**PAGE EXTRACT**.
────────────────

Two decades of service
Taatjes has run the MIC from its inception in 1993. Before college, he said, he liked science, but had no particular interest in microscopes. That changed in an instant after his undergraduate advisor invited him to do a project on an electron microscope. As Taatjes looked at the fantastically detailed images of cell structures for the first time, he recalls, “I knew then and there, ‘This is what I’m going to do.’”
After earning his Ph.D. from the University of Basel in Switzerland, Taatjes joined the UVM faculty in 1987, and was recruited to run the pathology department’s single-transmission electron microscope. Several years later, then-Associate Dean of Research John Evans, Ph.D., and Chair of Pathology Edwin Bovill, M.D., decided to centralize the university’s microscopy resources, so they bought a new electron microscope and made it the heart of a new facility. A confocal microscope arrived soon after, the first of many grant-funded acquisitions over the years. Thanks to shared instrumentation grants from the National Institutes of Health (NIH) — which go to fund equipment for at least three NIH-funded researchers who will share it — and funding from other sources, the MIC’s instruments now comprise a formidable lineup.
Landry recalls asking to visit the Cell Imaging Center during his 1996 job interview. (The Cell Imaging Center is the MIC’s former name; it was changed in 2001 because so many researchers were using it to study other objects.) Now, as a frequent search chair for new faculty members, Landry always arranges for candidates to tour the MIC. “In one way or another, most of the new chemists that we’re hiring in our department will be making some use of the imaging facility,” he said. “It’s rapidly becoming an important tool for departments outside medicine.”

────────────────

**REQUIRED ACTION 1**. Summarize the passage about the MIC in two sentences.
**REQUIRED ACTION 2**. Carry the passage about the MIC forward from its last sentence.

────────────────

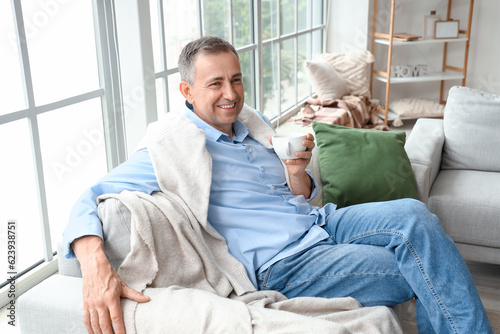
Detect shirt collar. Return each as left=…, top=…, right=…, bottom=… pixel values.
left=184, top=103, right=249, bottom=142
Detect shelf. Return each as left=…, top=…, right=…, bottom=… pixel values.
left=375, top=34, right=467, bottom=46
left=373, top=72, right=464, bottom=84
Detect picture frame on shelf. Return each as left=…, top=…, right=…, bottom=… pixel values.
left=434, top=20, right=460, bottom=39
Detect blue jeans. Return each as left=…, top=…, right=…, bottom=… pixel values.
left=257, top=199, right=493, bottom=334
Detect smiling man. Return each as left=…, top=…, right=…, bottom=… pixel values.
left=63, top=37, right=492, bottom=334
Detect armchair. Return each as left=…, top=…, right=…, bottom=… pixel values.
left=405, top=86, right=500, bottom=264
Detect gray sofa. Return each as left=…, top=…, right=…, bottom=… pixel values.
left=405, top=86, right=500, bottom=264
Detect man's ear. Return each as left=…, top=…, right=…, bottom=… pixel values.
left=179, top=81, right=193, bottom=104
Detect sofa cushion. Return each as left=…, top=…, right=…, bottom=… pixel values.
left=313, top=123, right=418, bottom=208
left=442, top=86, right=500, bottom=172
left=429, top=170, right=500, bottom=248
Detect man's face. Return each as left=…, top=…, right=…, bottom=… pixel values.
left=181, top=52, right=244, bottom=137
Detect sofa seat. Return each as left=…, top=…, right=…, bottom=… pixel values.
left=405, top=86, right=500, bottom=264
left=428, top=170, right=500, bottom=248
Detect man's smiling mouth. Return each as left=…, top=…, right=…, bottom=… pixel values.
left=219, top=103, right=236, bottom=109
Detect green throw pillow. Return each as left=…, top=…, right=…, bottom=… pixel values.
left=313, top=122, right=418, bottom=208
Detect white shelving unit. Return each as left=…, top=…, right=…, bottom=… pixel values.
left=370, top=0, right=474, bottom=124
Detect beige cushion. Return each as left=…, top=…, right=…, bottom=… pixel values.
left=322, top=50, right=374, bottom=98
left=389, top=98, right=444, bottom=126
left=306, top=59, right=349, bottom=101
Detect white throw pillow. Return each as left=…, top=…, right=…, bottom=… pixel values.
left=306, top=59, right=349, bottom=101
left=389, top=98, right=444, bottom=127
left=322, top=50, right=375, bottom=98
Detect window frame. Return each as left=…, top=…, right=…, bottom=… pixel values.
left=152, top=0, right=329, bottom=127
left=0, top=0, right=126, bottom=307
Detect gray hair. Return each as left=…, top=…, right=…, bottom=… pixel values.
left=178, top=36, right=239, bottom=85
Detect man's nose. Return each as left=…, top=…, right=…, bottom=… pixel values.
left=222, top=82, right=236, bottom=100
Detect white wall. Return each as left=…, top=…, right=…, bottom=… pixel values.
left=327, top=0, right=500, bottom=101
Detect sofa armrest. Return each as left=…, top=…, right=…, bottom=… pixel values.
left=17, top=274, right=87, bottom=334
left=405, top=118, right=444, bottom=204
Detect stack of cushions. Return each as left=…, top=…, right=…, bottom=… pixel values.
left=313, top=122, right=418, bottom=208
left=306, top=50, right=374, bottom=101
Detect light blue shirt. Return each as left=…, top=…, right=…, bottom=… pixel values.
left=63, top=109, right=335, bottom=285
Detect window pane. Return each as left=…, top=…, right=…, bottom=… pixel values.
left=297, top=34, right=311, bottom=102
left=233, top=0, right=253, bottom=48
left=281, top=39, right=296, bottom=111
left=155, top=78, right=167, bottom=118
left=203, top=0, right=230, bottom=41
left=38, top=99, right=107, bottom=250
left=262, top=44, right=280, bottom=120
left=22, top=1, right=99, bottom=105
left=163, top=0, right=199, bottom=69
left=149, top=0, right=165, bottom=72
left=297, top=0, right=311, bottom=31
left=312, top=30, right=323, bottom=59
left=239, top=51, right=255, bottom=106
left=261, top=0, right=278, bottom=40
left=0, top=119, right=44, bottom=272
left=313, top=0, right=323, bottom=27
left=168, top=73, right=186, bottom=113
left=280, top=0, right=295, bottom=35
left=0, top=1, right=26, bottom=115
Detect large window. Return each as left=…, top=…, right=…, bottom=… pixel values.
left=0, top=0, right=116, bottom=301
left=150, top=0, right=326, bottom=120
left=0, top=0, right=326, bottom=306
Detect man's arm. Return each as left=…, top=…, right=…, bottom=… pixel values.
left=269, top=133, right=316, bottom=199
left=63, top=150, right=159, bottom=334
left=73, top=236, right=149, bottom=334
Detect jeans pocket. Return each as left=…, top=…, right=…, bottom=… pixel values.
left=257, top=263, right=286, bottom=291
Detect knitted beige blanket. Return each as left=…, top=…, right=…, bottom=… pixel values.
left=101, top=105, right=401, bottom=334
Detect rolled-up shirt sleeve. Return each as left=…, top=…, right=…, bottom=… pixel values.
left=62, top=149, right=160, bottom=258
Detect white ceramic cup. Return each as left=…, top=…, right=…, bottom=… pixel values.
left=273, top=133, right=307, bottom=159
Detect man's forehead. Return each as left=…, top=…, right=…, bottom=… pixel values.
left=194, top=52, right=242, bottom=79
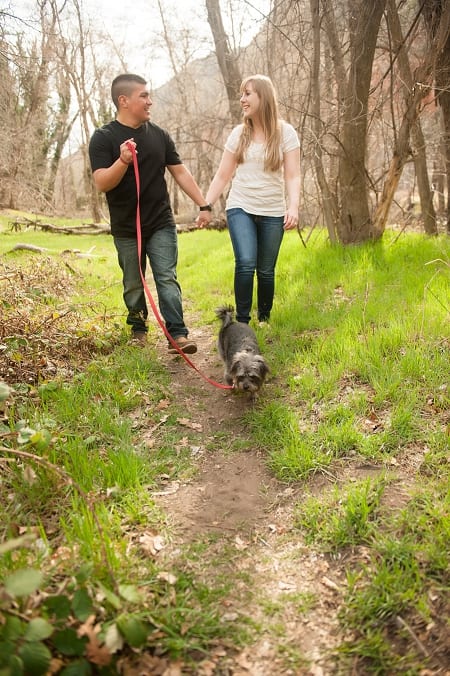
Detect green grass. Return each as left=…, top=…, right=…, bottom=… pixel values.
left=0, top=210, right=450, bottom=674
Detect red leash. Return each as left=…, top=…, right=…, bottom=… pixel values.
left=127, top=143, right=233, bottom=390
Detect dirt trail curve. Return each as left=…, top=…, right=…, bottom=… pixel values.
left=151, top=327, right=344, bottom=676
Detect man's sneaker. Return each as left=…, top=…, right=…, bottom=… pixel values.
left=129, top=331, right=147, bottom=347
left=169, top=336, right=197, bottom=354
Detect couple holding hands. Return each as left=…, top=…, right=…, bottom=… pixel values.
left=89, top=73, right=300, bottom=354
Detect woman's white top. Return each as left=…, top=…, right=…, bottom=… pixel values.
left=225, top=120, right=300, bottom=216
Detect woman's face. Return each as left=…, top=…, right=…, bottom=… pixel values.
left=239, top=82, right=261, bottom=119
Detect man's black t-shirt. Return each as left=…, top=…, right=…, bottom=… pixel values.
left=89, top=120, right=182, bottom=237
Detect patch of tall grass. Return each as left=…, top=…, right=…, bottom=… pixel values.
left=0, top=215, right=450, bottom=674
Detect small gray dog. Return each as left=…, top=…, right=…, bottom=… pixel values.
left=216, top=305, right=269, bottom=397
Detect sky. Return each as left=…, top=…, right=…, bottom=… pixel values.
left=8, top=0, right=272, bottom=88
left=86, top=0, right=271, bottom=87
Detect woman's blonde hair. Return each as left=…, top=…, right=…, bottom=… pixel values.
left=236, top=74, right=282, bottom=171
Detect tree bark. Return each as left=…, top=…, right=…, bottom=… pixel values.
left=384, top=0, right=437, bottom=235
left=338, top=0, right=386, bottom=244
left=310, top=0, right=337, bottom=244
left=206, top=0, right=242, bottom=124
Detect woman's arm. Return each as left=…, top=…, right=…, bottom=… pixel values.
left=283, top=148, right=300, bottom=230
left=206, top=150, right=236, bottom=204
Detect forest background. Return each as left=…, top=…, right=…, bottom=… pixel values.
left=0, top=0, right=450, bottom=244
left=0, top=0, right=450, bottom=676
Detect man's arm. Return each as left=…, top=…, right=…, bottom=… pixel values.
left=92, top=139, right=136, bottom=192
left=167, top=164, right=210, bottom=207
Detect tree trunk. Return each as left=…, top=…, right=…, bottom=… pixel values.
left=337, top=0, right=386, bottom=244
left=384, top=0, right=437, bottom=235
left=206, top=0, right=242, bottom=124
left=422, top=0, right=450, bottom=234
left=310, top=0, right=337, bottom=244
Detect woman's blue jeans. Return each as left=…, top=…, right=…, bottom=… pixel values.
left=114, top=224, right=188, bottom=338
left=226, top=209, right=284, bottom=324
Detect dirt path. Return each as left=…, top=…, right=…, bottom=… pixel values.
left=151, top=327, right=344, bottom=676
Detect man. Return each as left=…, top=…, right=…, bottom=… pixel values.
left=89, top=73, right=211, bottom=354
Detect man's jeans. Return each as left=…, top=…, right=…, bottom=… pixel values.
left=114, top=224, right=188, bottom=338
left=226, top=209, right=284, bottom=324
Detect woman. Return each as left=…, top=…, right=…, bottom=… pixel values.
left=197, top=75, right=300, bottom=324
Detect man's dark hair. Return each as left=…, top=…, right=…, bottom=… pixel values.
left=111, top=73, right=147, bottom=109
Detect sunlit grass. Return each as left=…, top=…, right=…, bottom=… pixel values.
left=0, top=214, right=450, bottom=674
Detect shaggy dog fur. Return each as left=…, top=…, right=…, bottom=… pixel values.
left=216, top=305, right=269, bottom=397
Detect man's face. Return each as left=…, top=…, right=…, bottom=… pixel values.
left=122, top=85, right=153, bottom=123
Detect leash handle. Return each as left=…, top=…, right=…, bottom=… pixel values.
left=127, top=142, right=233, bottom=390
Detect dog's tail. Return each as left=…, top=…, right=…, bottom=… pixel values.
left=216, top=305, right=234, bottom=328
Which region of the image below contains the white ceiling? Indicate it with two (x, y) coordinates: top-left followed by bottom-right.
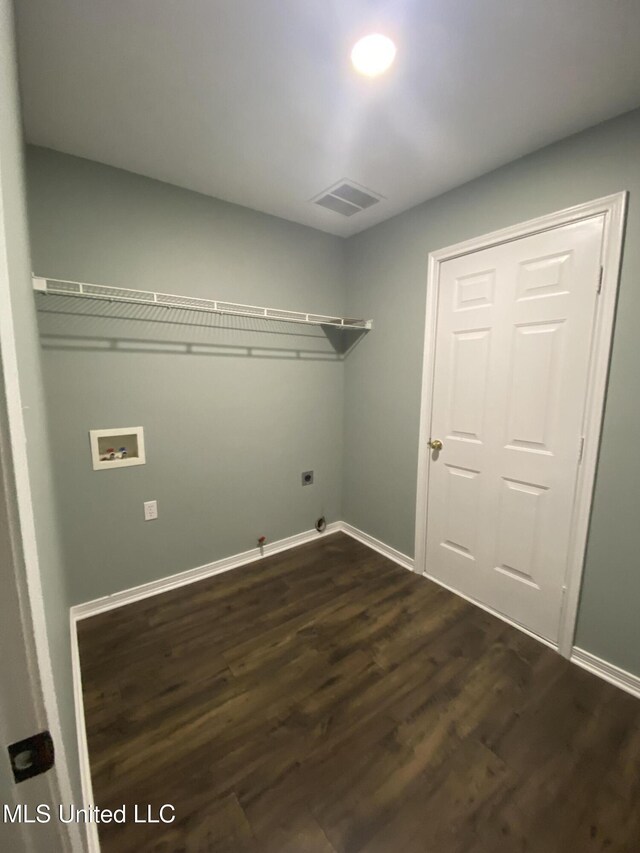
(17, 0), (640, 236)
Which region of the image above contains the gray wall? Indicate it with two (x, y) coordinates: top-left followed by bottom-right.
(0, 0), (80, 816)
(27, 148), (344, 603)
(343, 111), (640, 675)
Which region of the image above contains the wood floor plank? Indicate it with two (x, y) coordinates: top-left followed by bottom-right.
(78, 534), (640, 853)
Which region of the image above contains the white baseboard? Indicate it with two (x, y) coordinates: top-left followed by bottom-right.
(71, 521), (342, 620)
(571, 646), (640, 699)
(338, 521), (415, 572)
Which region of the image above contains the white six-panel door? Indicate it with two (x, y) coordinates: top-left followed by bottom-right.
(426, 216), (604, 643)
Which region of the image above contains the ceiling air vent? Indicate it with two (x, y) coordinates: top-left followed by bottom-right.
(311, 180), (382, 216)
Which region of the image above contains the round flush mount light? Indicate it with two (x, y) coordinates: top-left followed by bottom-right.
(351, 33), (396, 77)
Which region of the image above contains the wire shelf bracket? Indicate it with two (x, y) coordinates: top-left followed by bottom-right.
(33, 275), (373, 329)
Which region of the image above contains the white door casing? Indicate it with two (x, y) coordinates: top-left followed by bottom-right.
(416, 194), (625, 654)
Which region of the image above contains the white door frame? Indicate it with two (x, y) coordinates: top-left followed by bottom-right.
(415, 192), (627, 658)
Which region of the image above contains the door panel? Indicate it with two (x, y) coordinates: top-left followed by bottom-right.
(427, 216), (604, 642)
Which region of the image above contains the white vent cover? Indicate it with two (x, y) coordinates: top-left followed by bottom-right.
(311, 179), (383, 216)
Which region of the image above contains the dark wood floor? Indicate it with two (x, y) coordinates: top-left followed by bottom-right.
(79, 534), (640, 853)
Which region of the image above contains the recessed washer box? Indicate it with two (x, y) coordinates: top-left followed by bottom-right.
(89, 427), (146, 471)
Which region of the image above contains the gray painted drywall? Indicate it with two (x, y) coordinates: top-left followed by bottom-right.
(343, 106), (640, 675)
(0, 0), (80, 802)
(27, 148), (344, 602)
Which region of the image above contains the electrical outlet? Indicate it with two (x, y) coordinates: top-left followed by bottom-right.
(144, 501), (158, 521)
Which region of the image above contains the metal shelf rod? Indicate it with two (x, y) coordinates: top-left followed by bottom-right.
(33, 275), (373, 329)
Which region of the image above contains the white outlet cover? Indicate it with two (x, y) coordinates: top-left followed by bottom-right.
(144, 501), (158, 521)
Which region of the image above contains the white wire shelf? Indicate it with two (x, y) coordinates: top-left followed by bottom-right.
(33, 275), (373, 329)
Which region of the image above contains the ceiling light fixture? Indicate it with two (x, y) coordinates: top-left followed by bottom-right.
(351, 33), (396, 77)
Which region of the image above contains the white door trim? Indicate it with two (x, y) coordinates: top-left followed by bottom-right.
(415, 192), (627, 658)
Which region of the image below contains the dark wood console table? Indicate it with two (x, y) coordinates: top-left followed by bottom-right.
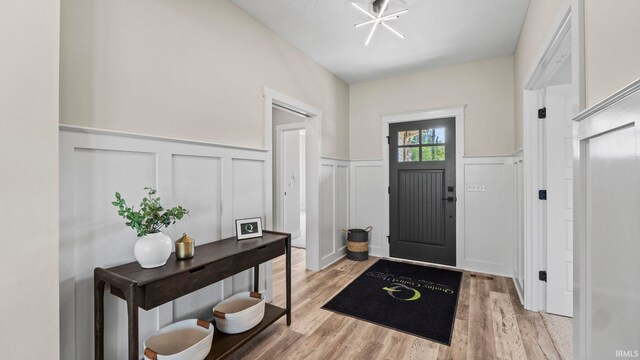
(93, 231), (291, 360)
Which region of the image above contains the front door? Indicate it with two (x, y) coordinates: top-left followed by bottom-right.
(389, 118), (456, 266)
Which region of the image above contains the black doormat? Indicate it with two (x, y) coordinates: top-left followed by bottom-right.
(322, 260), (462, 345)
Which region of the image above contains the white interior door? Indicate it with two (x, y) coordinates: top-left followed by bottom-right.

────────────────

**RESPONSE 1**. Taatjes, who joined the UVM faculty in 1987 to run the pathology department's electron microscope, has run the MIC since it began in 1993, when university leaders centralized microscopy resources around a new electron microscope; grant-funded acquisitions have since built its formidable lineup of instruments. Landry, who asked to see the facility during his 1996 job interview, now has faculty candidates tour it and says it is becoming an important tool for departments outside medicine.

**RESPONSE 2**.
Taatjes hopes soon to bring a groundbreaking new instrument to the MIC. The super resolution microscope is a light microscope that breaks the 200-nanometer limit, one which was thought for at least a century to be unbreakable. (200 nanometers is about 1/500th the width of a human hair.) The super-resolution microscope resolves objects ten times smaller than that without resorting to the fixing and staining that higher-resolution electron microscopes require. “What you’re seeing [with electron microscopes] is a snapshot of what the cell was doing when you dumped the fixative on it,” said Taatjes. With super resolution microscopy, by contrast, researchers can watch live cells in action at nearly the same scale. That’s thrilling, in part because so many cell organelles are smaller than 200 nanometers. “[We can] begin to look at dynamic interactions between molecules and cells,” said Taatjes. “Super resolution is really a revolution right now in cell biology, and we want to get this technology on campus.” Researchers are eagerly anticipating its arrival. During a recent seminar to discuss the super-resolution microscope, Taatjes recalled, the room was “unbelievably packed.... People were sitting in the aisles.”
If the grant he is writing is successful, the super resolution microscope will become the MIC’s eleventh microscopy-based imaging system, giving researchers the freedom to design entirely new experiments. “When I interview potential faculty members,” Taatjes said, “one of the things that I always hear is ‘Wow, you’ve got basically everything I need.’ ...We’re pretty unique, I think.”